- **Extract to read**:

* * * * *

The Juneau Police Department is asking anyone who witnessed Saturday’s fatal jet ski and inner tube collision at Auke Lake to call police if they haven’t already.
Lt. Kris Sell says JPD is in the early phases of interviewing potential witnesses and reconstructing the crash that resulted in the death of 16-year-old Savannah Cayce, a junior at Juneau-Douglas High School.
Sell didn’t say how many people JPD has interviewed so far, but she estimated approximately 50 people were at the lake on Saturday as temperatures soared up to 80 degrees.
“We are trying to talk to everybody,” Sell said.
Police told the Empire earlier that they are required to conduct investigations into unattended deaths — meaning when doctors aren’t present — to ensure no laws were violated.
Once the police investigation is complete, JPD will submit its report to the district attorney’s office to determine if charges should be filed.
Cayce suffered a severe head injury around 4:40 p.m. Saturday when the inner tube she and another 16-year-old girl were on — which was being towed by a jet ski — was struck by another jet ski, police said in a statement.
Both girls were injured in the collision and were taken to the hospital. The friend was treated for a bump on her head, but Cayce was medevaced to Harborview Medical Center in Seattle. She died Monday morning.
Sell declined to discuss details of the ongoing investigation, and the names of the drivers of the jet skis are still being withheld.
Sell also declined to characterize the nature of the crash, saying that it’s too early to tell.
“We’re going at this investigation with just an open mind,” she said, “that we’re going to listen to what people saw and what people heard until we can piece the whole thing together.”

* * * * *

- **Records provided**:
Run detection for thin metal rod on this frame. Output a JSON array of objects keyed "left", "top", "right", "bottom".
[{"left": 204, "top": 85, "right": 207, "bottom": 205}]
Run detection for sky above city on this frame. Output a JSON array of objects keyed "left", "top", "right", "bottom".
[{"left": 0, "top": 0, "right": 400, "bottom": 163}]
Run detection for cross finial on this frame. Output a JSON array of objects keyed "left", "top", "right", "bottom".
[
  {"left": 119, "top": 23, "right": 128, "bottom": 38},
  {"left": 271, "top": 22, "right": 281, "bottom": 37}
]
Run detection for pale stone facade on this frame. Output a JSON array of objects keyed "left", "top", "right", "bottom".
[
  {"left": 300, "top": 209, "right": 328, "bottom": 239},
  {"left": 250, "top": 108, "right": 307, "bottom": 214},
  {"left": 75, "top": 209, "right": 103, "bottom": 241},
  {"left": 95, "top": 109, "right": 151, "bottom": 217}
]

* * * * *

- **Work task 1**:
List every organization or institution that the article about the Auke Lake collision names with a proper name.
- **Work task 2**:
Carry the article about the Auke Lake collision forward, beginning after its final sentence.
The entries have no connection to the article about the Auke Lake collision.

- **Answer 1**:
Juneau Police Department (JPD)
Juneau-Douglas High School
the Empire
Harborview Medical Center

- **Answer 2**:
The investigation is being headed by JPD Officer Brian Dallas.
In addition to patrol officers and detectives, JPD also pulled in a part-time reserve police officer and another officer who was supposed to be in a training class to get more hands in on the investigation, Sell said.
The U.S. Coast Guard and Alaska State Troopers are also assisting, Sell said, particularly because JPD does not specialize in water traffic and watercraft investigations, Sell said.
“We are definitely looking to the experts to help us interpret things,” she said.
Finding actual witnesses to the collision is a time-consuming task, Sell said. She likened it to a car crash where many people didn’t see what happened, but did see the immediate aftermath since the disturbance is what attracts the attention.
Given the charged emotional circumstances, there’s been a lot of conversations where sometimes stories change, albeit slightly, Sell said.
“It’s kind of like playing the telephone game,” Sell said. “... You need to wade through all of that, and get back to what was actually seen.”